Express all of the entries below as a two-column CSV with the headers "text" and "answer", one row per entry. Place each entry's text and its answer in their own quoted fields, replace any line breaks with spaces, and leave the pictures out.

- - -

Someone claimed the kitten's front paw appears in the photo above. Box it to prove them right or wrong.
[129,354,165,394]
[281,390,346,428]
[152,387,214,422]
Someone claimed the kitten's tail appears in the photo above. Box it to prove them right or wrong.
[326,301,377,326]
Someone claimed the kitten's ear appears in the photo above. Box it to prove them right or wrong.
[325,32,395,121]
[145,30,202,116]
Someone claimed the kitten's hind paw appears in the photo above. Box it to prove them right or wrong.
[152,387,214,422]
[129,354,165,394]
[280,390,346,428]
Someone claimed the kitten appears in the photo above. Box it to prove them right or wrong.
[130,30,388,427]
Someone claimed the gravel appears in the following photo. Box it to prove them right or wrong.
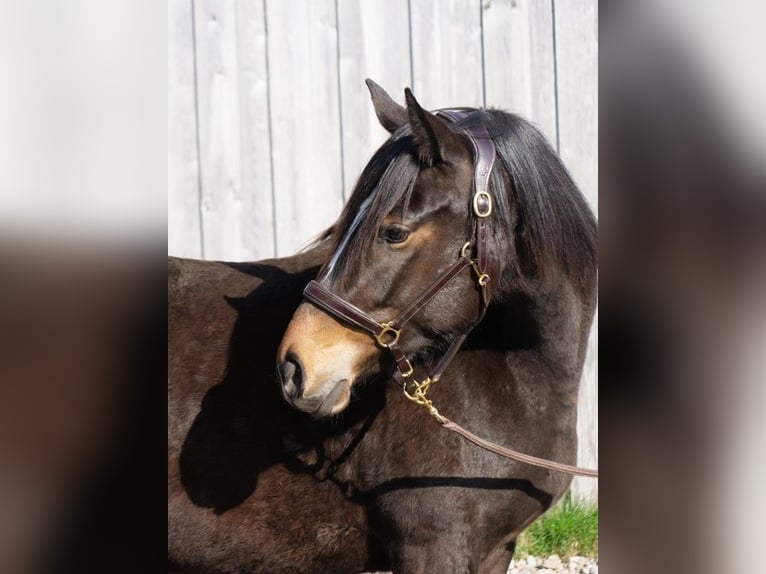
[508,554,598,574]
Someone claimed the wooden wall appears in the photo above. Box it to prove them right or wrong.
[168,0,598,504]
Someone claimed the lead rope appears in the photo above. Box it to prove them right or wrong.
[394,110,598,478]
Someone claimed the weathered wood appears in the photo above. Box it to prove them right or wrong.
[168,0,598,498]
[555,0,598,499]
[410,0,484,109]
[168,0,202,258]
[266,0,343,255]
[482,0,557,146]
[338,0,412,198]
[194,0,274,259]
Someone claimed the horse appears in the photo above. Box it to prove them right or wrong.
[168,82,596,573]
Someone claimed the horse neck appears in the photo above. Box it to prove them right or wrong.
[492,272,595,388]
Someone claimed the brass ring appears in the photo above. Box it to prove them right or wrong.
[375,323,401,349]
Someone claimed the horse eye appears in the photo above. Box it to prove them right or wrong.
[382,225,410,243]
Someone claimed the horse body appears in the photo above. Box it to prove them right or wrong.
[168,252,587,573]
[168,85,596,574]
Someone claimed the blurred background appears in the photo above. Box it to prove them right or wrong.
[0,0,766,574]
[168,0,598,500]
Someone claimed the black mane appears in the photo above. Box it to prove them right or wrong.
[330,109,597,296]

- - -

### [Answer to the task]
text,answer
"Someone claimed the kitten's front paw appears in the photo above. Box it to prove them right or wrong.","[129,354,165,394] [281,390,346,428] [152,387,214,422]"
"Someone claimed the kitten's tail appears in the photo above. Box it to prove them right or wrong.","[326,301,377,326]"
"Someone claimed the kitten's ear appears in the photo above. Box it to prove them right or wrong.","[325,32,395,121] [145,30,202,116]"
"Someone claimed the kitten's hind paw appears in the photo above. Box it to prove them right or wrong.","[152,387,214,422] [129,354,165,394] [280,390,346,428]"
"Someone claimed the kitten appears in the photo above. Box it to prove them right or wrong.","[130,30,388,427]"
"Someone claimed the gravel appears in the following photo. Box it to prove them right or wrong.","[508,554,598,574]"
"Someone claimed the wooden wall appears in the photo above. Box it to prove them right or wrong.","[168,0,598,504]"
"Someone claimed the lead rope appears in the photo above. Box it to prove them right or wrong.","[394,110,598,478]"
"Someone claimed the weathered wood appears in the photo above. Box it to prove them right or wrong.","[168,0,598,498] [555,0,598,499] [410,0,484,109] [168,0,202,258] [266,0,343,255] [482,0,557,146] [338,0,412,198] [194,0,274,259]"
"Someone claimed the horse appears in the photo above. Box it to prove them right or wrong.","[168,82,596,573]"
"Someone claimed the horse neck appears in the photo above. Box it to prove them right or wrong.","[492,272,595,388]"
"Someone claimed the brass ring appears in the photo above. Box it to prove them right or wrong.","[375,323,401,349]"
"Someone claimed the horse eye appears in the photo above. Box it to prove them right or wrong.","[382,225,410,243]"
"Someone claimed the horse body appears in the photo above. Box it to prove them right or wrong.","[168,252,587,573] [168,85,596,574]"
"Someone claimed the blurred background appears in the photo above. Box it to prove them right or wrong.","[0,0,766,574] [168,0,598,500]"
"Someone claimed the black mane appears in the photo above. Box it to prove them right or wrong.","[330,109,597,296]"